Dataset records:
>>>>

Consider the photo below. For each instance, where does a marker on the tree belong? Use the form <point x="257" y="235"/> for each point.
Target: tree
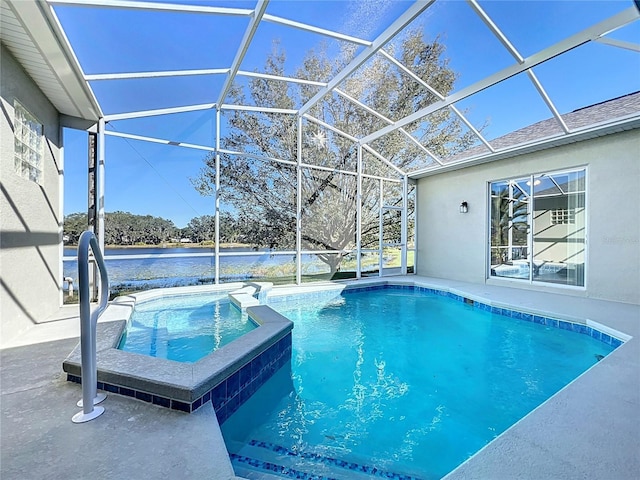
<point x="263" y="193"/>
<point x="124" y="228"/>
<point x="74" y="225"/>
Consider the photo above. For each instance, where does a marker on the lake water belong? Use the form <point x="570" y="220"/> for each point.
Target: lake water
<point x="185" y="270"/>
<point x="127" y="271"/>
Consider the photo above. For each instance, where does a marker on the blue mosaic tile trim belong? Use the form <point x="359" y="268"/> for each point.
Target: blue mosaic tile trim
<point x="229" y="394"/>
<point x="232" y="392"/>
<point x="334" y="462"/>
<point x="144" y="396"/>
<point x="277" y="469"/>
<point x="528" y="317"/>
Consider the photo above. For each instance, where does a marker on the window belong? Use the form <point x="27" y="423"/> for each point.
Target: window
<point x="537" y="228"/>
<point x="561" y="216"/>
<point x="28" y="144"/>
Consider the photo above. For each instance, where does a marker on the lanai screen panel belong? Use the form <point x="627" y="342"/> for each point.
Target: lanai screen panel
<point x="409" y="86"/>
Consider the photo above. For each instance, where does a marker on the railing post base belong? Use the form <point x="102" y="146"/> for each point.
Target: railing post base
<point x="82" y="417"/>
<point x="99" y="398"/>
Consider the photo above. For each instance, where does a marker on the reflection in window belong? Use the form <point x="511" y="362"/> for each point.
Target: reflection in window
<point x="538" y="228"/>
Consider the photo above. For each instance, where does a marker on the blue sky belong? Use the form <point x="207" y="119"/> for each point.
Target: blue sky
<point x="146" y="178"/>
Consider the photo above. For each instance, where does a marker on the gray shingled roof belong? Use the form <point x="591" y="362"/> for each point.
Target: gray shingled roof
<point x="604" y="112"/>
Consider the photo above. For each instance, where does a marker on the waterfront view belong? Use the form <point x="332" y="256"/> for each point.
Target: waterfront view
<point x="142" y="268"/>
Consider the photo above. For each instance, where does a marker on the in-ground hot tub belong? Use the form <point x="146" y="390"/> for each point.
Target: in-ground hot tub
<point x="228" y="376"/>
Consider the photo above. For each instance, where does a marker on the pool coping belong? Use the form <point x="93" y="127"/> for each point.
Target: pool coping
<point x="493" y="460"/>
<point x="177" y="385"/>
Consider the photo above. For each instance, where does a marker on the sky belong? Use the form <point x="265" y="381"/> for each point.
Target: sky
<point x="147" y="178"/>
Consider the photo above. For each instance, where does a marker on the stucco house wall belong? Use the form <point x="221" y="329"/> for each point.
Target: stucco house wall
<point x="30" y="213"/>
<point x="455" y="246"/>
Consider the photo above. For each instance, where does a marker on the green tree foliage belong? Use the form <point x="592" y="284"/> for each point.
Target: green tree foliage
<point x="263" y="193"/>
<point x="124" y="228"/>
<point x="74" y="225"/>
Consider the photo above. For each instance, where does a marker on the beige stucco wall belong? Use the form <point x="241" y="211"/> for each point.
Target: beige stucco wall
<point x="30" y="217"/>
<point x="454" y="245"/>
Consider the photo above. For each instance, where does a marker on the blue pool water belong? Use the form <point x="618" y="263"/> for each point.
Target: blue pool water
<point x="183" y="328"/>
<point x="395" y="381"/>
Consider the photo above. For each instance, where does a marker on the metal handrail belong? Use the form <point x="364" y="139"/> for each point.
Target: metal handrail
<point x="88" y="327"/>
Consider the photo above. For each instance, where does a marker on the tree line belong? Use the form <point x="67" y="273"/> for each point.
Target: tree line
<point x="124" y="228"/>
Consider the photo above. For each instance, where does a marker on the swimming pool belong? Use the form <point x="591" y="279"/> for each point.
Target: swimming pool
<point x="184" y="328"/>
<point x="398" y="382"/>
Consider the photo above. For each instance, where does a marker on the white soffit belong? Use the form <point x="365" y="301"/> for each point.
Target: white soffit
<point x="28" y="33"/>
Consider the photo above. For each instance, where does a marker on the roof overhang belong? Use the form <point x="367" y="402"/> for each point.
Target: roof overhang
<point x="30" y="31"/>
<point x="594" y="131"/>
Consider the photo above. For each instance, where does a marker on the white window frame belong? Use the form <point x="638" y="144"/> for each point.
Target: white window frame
<point x="530" y="280"/>
<point x="28" y="144"/>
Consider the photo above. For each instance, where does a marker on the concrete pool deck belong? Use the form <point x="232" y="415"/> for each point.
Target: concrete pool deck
<point x="589" y="430"/>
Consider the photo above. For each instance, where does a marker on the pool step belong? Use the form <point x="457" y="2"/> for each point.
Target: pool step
<point x="257" y="457"/>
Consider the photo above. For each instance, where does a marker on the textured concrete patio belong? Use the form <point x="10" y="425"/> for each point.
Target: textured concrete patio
<point x="589" y="430"/>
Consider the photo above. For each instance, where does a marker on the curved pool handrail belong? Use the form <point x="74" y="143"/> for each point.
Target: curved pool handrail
<point x="88" y="326"/>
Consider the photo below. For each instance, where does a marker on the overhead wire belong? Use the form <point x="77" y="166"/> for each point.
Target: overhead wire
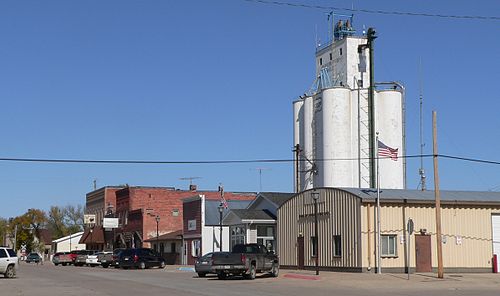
<point x="233" y="161"/>
<point x="385" y="12"/>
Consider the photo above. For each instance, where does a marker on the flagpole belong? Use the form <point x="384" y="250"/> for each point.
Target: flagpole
<point x="379" y="263"/>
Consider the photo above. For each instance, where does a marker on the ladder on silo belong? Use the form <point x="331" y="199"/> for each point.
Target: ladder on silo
<point x="364" y="139"/>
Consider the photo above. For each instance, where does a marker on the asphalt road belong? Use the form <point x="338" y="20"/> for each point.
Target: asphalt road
<point x="49" y="280"/>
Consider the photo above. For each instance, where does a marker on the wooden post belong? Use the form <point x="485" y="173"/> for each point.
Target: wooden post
<point x="437" y="195"/>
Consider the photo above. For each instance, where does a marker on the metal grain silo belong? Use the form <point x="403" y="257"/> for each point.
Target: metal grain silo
<point x="390" y="125"/>
<point x="334" y="137"/>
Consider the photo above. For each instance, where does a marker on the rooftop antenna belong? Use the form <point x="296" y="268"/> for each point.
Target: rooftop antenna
<point x="260" y="176"/>
<point x="190" y="179"/>
<point x="421" y="171"/>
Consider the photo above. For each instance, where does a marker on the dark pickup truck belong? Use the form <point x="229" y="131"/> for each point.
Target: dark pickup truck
<point x="245" y="260"/>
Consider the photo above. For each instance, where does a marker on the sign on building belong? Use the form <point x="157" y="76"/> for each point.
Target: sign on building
<point x="89" y="219"/>
<point x="192" y="224"/>
<point x="110" y="223"/>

<<<<

■ **Direction**: Reproduce every record above exactly, omitting the pictures.

■ **Task solution**:
Consider the photo below. For each instance, where does a marker on the tree belong? Use the form <point x="257" y="235"/> for each point.
Target: tree
<point x="263" y="193"/>
<point x="124" y="228"/>
<point x="74" y="225"/>
Consider the photo above. For each instance, where does a marker on the lake water belong? Use the form <point x="570" y="220"/> for each point.
Target: lake water
<point x="185" y="270"/>
<point x="127" y="271"/>
Consider the photo above. For each instance, where does a marker on the blue mosaic tile trim belong? Use the form <point x="359" y="268"/> for each point.
Target: blue mosaic tile trim
<point x="229" y="394"/>
<point x="232" y="392"/>
<point x="334" y="462"/>
<point x="144" y="396"/>
<point x="277" y="469"/>
<point x="528" y="317"/>
Consider the photo above. For each instance, where does a marker on the window belong? Use the form <point x="27" y="423"/> for each point.
Target: window
<point x="537" y="228"/>
<point x="561" y="216"/>
<point x="28" y="144"/>
Consider the photo above. For each instance, where does a marker on the lanai screen panel belong? Use the form <point x="627" y="342"/> for each point.
Target: lanai screen panel
<point x="409" y="86"/>
Consider the photo above. For each instance, where does a marker on the railing post base belong? Use the form <point x="102" y="146"/> for each point.
Target: railing post base
<point x="82" y="417"/>
<point x="99" y="398"/>
Consider the photo above. For each instance, where does a marker on the reflection in window belong? Use the form <point x="511" y="362"/> for each point.
Target: reflection in window
<point x="538" y="228"/>
Consider the photo above. For each instance, where does a marker on the blue sky belong? Use the form <point x="207" y="119"/> for each point.
Target: blue sky
<point x="146" y="178"/>
Consider the photo above. For each instance, where does a marker on the gray shingled roof belong? Use the form <point x="591" y="362"/> for each point.
Target: gray shingled roof
<point x="604" y="112"/>
Consider the photo above. For each instance, where does a marker on the waterfront view belong? Use the form <point x="332" y="256"/> for each point.
Target: waterfront view
<point x="142" y="268"/>
Consider the photo above. For each instance, where does a marker on the in-ground hot tub belong? Use the form <point x="146" y="390"/> for each point.
Target: in-ground hot tub
<point x="228" y="376"/>
Consider the photo above. For each instance, where does a marker on the pool coping belong? Use the form <point x="93" y="127"/> for each point.
Target: pool coping
<point x="493" y="460"/>
<point x="177" y="385"/>
Consider the photo above. For each instance, where does a marker on the sky belong? Use the form <point x="265" y="381"/> for each point.
Target: sky
<point x="147" y="178"/>
Consider the photo above. For each instance, where does a marker on the stucco house wall belong? Use the form <point x="221" y="329"/> for each point.
Target: stucco house wall
<point x="30" y="213"/>
<point x="455" y="246"/>
Consider the photo above. For each instance, where does a marker on the green tree foliage belong? Use the form <point x="592" y="284"/> for each point.
Target: green tree foliage
<point x="263" y="193"/>
<point x="124" y="228"/>
<point x="74" y="225"/>
Consider the photo above. For each instance, where does a marker on the beige stucco wall belong? Use the form <point x="241" y="211"/> for each point.
Target: beige stucco wall
<point x="30" y="217"/>
<point x="454" y="245"/>
Consider the photo above. For each instance, where does a marker on the blue pool water belong? Use the form <point x="618" y="263"/> for each point.
Target: blue pool water
<point x="183" y="328"/>
<point x="395" y="381"/>
Consider the photo above. For each instance, where does a marker on the metal handrail belong? Use the form <point x="364" y="139"/> for each point.
Target: metal handrail
<point x="88" y="327"/>
Consider the photo above. For each instance, where does a marker on the tree line belong? Use the form <point x="67" y="273"/> for each point.
Target: tree line
<point x="124" y="228"/>
Consider the photo above. For each instance, where does a marker on the swimming pool belong? Use the form <point x="591" y="279"/> for each point.
Target: swimming pool
<point x="184" y="328"/>
<point x="398" y="382"/>
Consider the photo above. For each instance, where does a marker on the white soffit belong? Use the form <point x="365" y="301"/> for each point.
Target: white soffit
<point x="28" y="33"/>
Consider the photo above. For each instance, where does a marker on the roof overhang belong? Use the form <point x="367" y="402"/> for each point.
Target: roof overhang
<point x="30" y="31"/>
<point x="594" y="131"/>
Consider the photo above. For each instance, where does a marker on the white window frame belong? Use the form <point x="638" y="144"/> for each point.
Target: white window frame
<point x="530" y="280"/>
<point x="28" y="144"/>
Consider the photo above. For each instance, where does a marker on the concrete pool deck belong? Use the form <point x="232" y="415"/> for each point.
Target: concrete pool deck
<point x="589" y="430"/>
Consider the photo above. For each instance, where does a marker on the pool step belong? Use the form <point x="457" y="2"/> for each point.
Target: pool step
<point x="257" y="457"/>
Consider the photo above. For each instance, where does a marker on the textured concrete patio belong? Use the form <point x="10" y="425"/> for each point.
Target: textured concrete patio
<point x="589" y="430"/>
Consider the photo above. For each instance, where does a marker on the curved pool handrail belong? Use the form <point x="74" y="143"/> for each point.
Target: curved pool handrail
<point x="88" y="326"/>
Consider the photo below. For each instance, where does a marker on the overhead wire belong? Use the form <point x="77" y="166"/> for each point.
Target: overhead wire
<point x="233" y="161"/>
<point x="385" y="12"/>
Consider the photo above. For each instance, where does a marker on the flagpole belong? Use the form <point x="384" y="250"/> for each point.
Target: flagpole
<point x="379" y="263"/>
Consider the photo above. For each instance, where does a marker on the ladder on silo belong? Use the form <point x="331" y="199"/> for each point.
Target: ladder on silo
<point x="364" y="139"/>
Consider the photo above. For each instance, where does a marker on the asphalt road belong? Use the form <point x="338" y="20"/> for each point.
Target: asphalt road
<point x="49" y="280"/>
Consider the photo above. For each instance, where does a marker on the wooden post belong? Use the form <point x="485" y="173"/> for each point.
Target: wooden post
<point x="437" y="195"/>
Consider the photo above. For each instance, where does a marker on the metal grain silo belong? Use the form <point x="403" y="257"/> for each point.
Target: metal grain silo
<point x="390" y="125"/>
<point x="334" y="137"/>
Consider the photo above. For each instance, where does a marker on the rooftop antenna belong? Use the form <point x="296" y="268"/> for each point.
Target: rooftop antenna
<point x="260" y="176"/>
<point x="190" y="179"/>
<point x="421" y="171"/>
Consider the photo above. For each instance, where does a marker on the dark pickup truck belong? Use the form <point x="229" y="131"/> for each point.
Target: dark pickup truck
<point x="245" y="260"/>
Consider the photo above. For each instance, where does a marker on the sign on building belong? Use the form <point x="157" y="76"/> for each point.
Target: sign on building
<point x="89" y="219"/>
<point x="192" y="224"/>
<point x="110" y="223"/>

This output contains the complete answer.